(ACTION ITEM):
Pull every line with the word "laptop" out of the entries below.

(EXERCISE DATA):
::::::

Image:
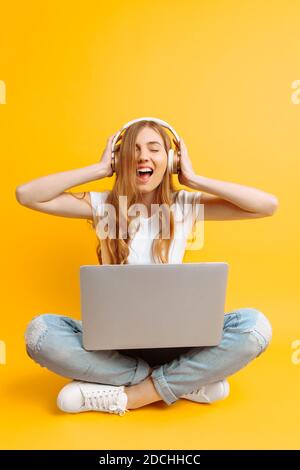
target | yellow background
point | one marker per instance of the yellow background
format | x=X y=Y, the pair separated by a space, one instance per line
x=221 y=73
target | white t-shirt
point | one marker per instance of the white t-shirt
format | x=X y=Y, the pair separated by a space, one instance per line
x=141 y=244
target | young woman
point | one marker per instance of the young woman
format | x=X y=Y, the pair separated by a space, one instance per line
x=117 y=381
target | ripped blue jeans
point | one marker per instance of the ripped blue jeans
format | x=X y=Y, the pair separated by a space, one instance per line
x=55 y=342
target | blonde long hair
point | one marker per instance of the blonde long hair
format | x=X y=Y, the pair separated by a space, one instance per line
x=118 y=249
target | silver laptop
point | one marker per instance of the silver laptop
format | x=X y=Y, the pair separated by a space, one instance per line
x=128 y=307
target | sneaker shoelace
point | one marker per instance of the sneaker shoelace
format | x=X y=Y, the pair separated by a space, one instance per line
x=200 y=392
x=103 y=400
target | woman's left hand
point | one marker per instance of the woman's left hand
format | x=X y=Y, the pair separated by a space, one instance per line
x=186 y=168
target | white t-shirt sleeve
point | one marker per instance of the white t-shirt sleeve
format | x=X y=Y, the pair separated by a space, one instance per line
x=186 y=199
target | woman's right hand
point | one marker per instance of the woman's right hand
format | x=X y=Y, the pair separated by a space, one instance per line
x=106 y=156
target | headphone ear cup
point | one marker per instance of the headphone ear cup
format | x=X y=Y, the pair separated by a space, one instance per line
x=173 y=162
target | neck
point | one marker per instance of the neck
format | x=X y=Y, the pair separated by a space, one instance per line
x=147 y=199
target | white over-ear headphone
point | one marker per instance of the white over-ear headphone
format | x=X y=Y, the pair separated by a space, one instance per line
x=173 y=155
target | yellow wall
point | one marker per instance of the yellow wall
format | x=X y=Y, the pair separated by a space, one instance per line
x=221 y=73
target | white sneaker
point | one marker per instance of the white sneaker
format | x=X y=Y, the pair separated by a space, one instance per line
x=209 y=393
x=77 y=396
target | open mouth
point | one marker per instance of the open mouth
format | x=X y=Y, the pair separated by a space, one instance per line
x=144 y=174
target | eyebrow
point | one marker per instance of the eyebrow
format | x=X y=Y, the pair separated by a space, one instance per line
x=153 y=142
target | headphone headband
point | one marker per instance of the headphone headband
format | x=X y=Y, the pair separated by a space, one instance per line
x=158 y=121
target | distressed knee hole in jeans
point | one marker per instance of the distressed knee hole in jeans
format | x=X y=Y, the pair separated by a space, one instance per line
x=35 y=333
x=262 y=332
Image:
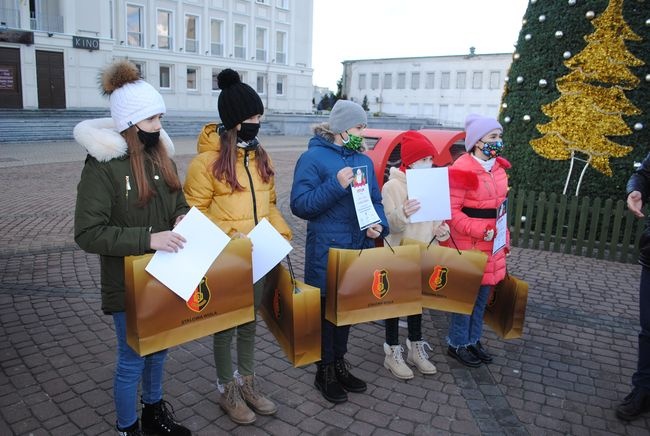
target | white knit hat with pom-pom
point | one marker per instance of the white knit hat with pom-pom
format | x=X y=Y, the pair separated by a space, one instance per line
x=132 y=99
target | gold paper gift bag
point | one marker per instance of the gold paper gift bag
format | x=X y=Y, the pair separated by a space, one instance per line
x=450 y=278
x=291 y=311
x=372 y=284
x=157 y=318
x=506 y=308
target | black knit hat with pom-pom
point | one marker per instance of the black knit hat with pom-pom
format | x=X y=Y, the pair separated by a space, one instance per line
x=237 y=101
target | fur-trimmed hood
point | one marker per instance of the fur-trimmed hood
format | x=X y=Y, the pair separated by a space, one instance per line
x=103 y=142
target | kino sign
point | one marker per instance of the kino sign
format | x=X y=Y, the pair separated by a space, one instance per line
x=84 y=42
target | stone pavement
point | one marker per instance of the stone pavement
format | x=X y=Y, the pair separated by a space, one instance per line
x=564 y=376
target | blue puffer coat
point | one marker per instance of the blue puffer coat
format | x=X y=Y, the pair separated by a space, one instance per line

::::::

(FINAL ANSWER):
target | silver laptop
point | one marker per instance of the silver laptop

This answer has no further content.